### CHALLENGE
Convert every item below into a two-column CSV with the header row item_text,answer. Write one row per item, put each field in double quotes with line breaks replaced by spaces, and omit the pictures.

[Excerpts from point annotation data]
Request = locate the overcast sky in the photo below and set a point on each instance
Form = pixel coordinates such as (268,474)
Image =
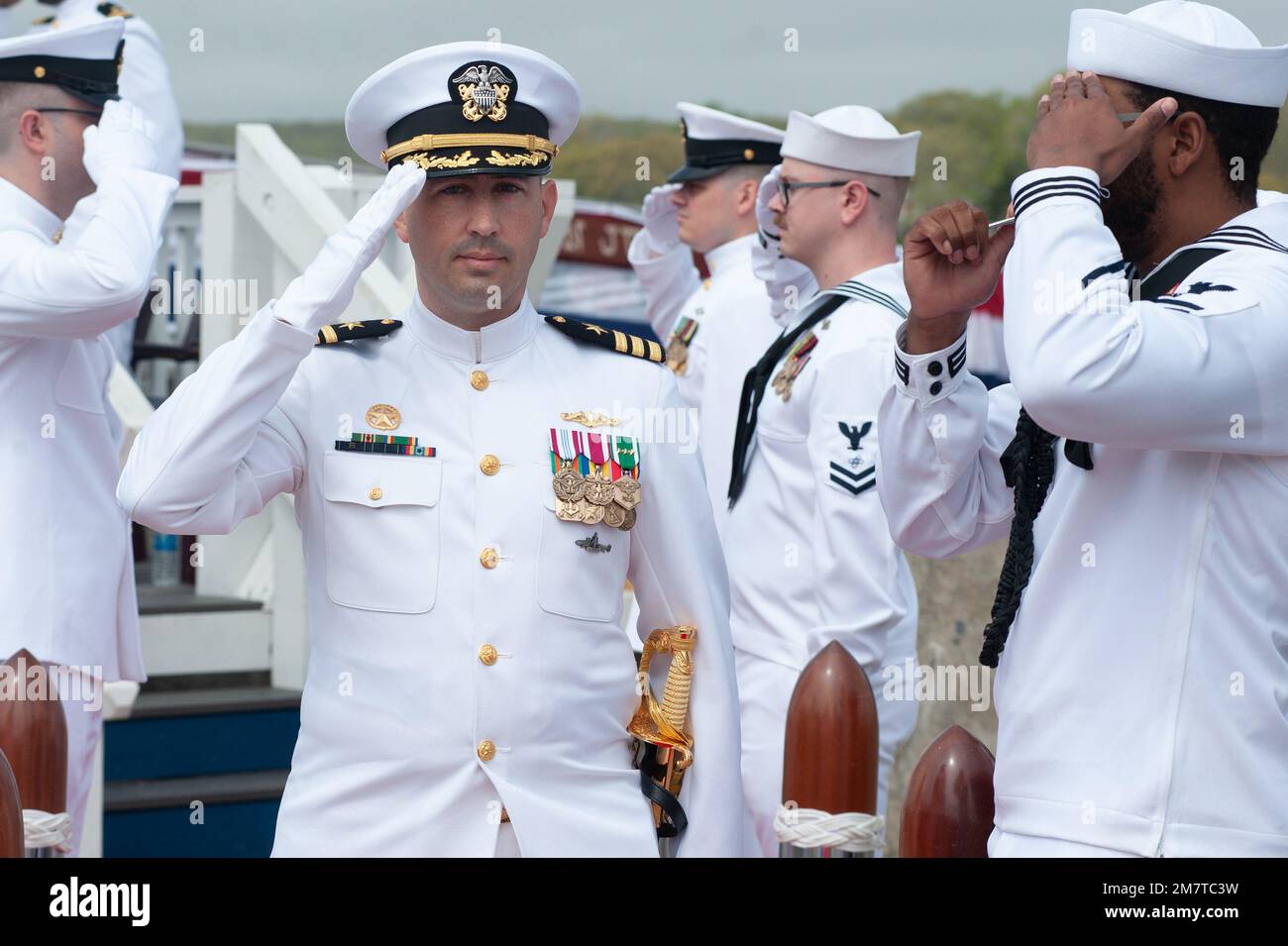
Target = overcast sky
(267,59)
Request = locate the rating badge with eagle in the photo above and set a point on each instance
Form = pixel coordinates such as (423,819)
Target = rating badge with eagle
(483,89)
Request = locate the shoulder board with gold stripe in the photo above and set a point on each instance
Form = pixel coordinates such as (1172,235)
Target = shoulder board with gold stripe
(609,339)
(351,331)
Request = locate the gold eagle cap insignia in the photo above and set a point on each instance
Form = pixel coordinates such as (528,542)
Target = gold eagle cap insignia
(484,89)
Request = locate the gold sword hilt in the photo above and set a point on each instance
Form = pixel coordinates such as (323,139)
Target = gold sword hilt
(665,726)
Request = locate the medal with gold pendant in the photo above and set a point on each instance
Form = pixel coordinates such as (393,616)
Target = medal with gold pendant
(595,477)
(793,366)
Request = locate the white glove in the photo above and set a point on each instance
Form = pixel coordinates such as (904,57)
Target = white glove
(661,222)
(323,291)
(789,283)
(123,138)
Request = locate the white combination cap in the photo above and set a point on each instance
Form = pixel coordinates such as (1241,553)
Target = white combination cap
(465,108)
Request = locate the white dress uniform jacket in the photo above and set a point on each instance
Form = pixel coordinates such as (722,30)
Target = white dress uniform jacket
(734,327)
(403,596)
(1141,693)
(64,554)
(810,558)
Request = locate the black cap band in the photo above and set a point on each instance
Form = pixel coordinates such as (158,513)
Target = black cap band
(93,80)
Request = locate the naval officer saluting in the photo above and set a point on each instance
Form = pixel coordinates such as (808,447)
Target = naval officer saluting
(469,686)
(713,328)
(65,572)
(1138,628)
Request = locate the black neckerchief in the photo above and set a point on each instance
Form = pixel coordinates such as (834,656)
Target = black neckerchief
(1028,465)
(754,389)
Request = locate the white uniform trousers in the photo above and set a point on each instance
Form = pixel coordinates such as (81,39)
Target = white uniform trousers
(1006,845)
(764,692)
(84,712)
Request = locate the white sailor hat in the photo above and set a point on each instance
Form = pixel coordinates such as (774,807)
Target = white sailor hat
(1181,47)
(465,108)
(715,141)
(82,60)
(854,138)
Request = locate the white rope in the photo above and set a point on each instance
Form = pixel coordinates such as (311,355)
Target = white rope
(854,832)
(40,829)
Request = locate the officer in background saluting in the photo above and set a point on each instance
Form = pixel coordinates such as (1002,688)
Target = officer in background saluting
(145,81)
(1140,618)
(713,328)
(65,569)
(469,686)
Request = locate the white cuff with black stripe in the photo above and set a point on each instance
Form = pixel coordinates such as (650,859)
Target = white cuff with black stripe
(1055,185)
(932,376)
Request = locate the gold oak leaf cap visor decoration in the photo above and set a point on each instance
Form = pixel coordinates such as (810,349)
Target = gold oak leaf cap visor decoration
(82,60)
(465,108)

### ANSWER TO THIS PROBLEM
item_text,answer
"Request = locate the overcast sky in the photo below and set a point on each instance Form = pixel coordinates such as (268,474) Image = Target = overcast sky","(267,59)"
"Request = locate the rating badge with eagle in the photo above and set a point on each instance Form = pixel coordinates such as (423,819) Target = rating badge with eagle","(483,89)"
"Request = locate the shoulder board with gold stripe in the photo above and set a point on each instance Form = pixel coordinates such as (1172,235) Target = shoulder board with gold stripe","(609,339) (351,331)"
"Request = locate the gold eagle cap insignia in the photo above and set a point on each instance Form = pixel coordinates such as (528,542) Target = gold eagle cap insignia","(484,89)"
"Request = locate the gold sword hilt in the photo above and set a point on each instance Form = pixel coordinates such as (323,139) Target = gold sword hilt","(665,726)"
"Request = locate the medal with gold pendant in the photo above and set a point on each instance Form = pixel coordinates such as (393,616) Target = medal with gold pendant","(595,477) (793,366)"
"Request = locate the white glove in the photo above and set a point on each instance Form = pixel coordinates such as (904,57) Target = white glove","(661,222) (323,291) (789,283) (123,138)"
"Request = locate the white combination cap in the photo above and set a point on each instance Form = pixel coordinates such as (1241,553) Target = white combination cap","(465,108)"
"Request = locate the white dress uniform jacket in the photo above and set a point on each instance Form = pixel coordinates such as (722,30) Target = white dress uniform jacket","(734,327) (403,596) (1141,693) (64,554) (810,558)"
"Request = locate the black cap band in the photo above and set a point on each instance Form = pixel coordinates such as (158,513) Target = black cap band","(93,80)"
"Request = locate the naval officer saluting in the photo above and set a point on each instance Form = pixel coordinates such as (808,447) Target = naval officer saluting","(469,686) (713,328) (65,572) (1138,628)"
"Request = locate the black neckerchief in the photo above and set a point on each instance Form = pixel coordinates such as (834,656) Target = black neckerchief","(1028,465) (754,389)"
"Request = locate the white uniform trousers in the photo above and set a point on each instance Form = pixel coordinates such as (81,39) Target = white uniform trousers","(1006,845) (764,692) (84,712)"
"Request = locate the white sailor hat in the photo above and set a point on each instance Form = pixel coordinates such as (774,807) Target = white sailor hat","(1181,47) (465,108) (715,141) (82,60) (854,138)"
"Request = locate the white rope in the photo above and set a point on each instance Form = pixel coordinates such as (311,355) Target = white rope","(854,832) (40,829)"
"Request = locate the officer in background saluting in the photo above and set a point on each instance Form = pixel coordinates such as (1002,688) Target = officer in background saluting","(145,81) (1140,618) (713,328) (65,569) (469,686)"
"Request = locate the white cuff with black stripe in the photo above and set a point on each instance Form = pixel coordinates such as (650,859) Target = white cuff with black stripe","(1055,185) (932,376)"
"Request = locate the gold oak leaf cap visor decoration in the photo above and set a point on each instance Form = pixel coordinates such as (810,349) Target = gold oak leaf cap visor decoration","(82,60) (465,108)"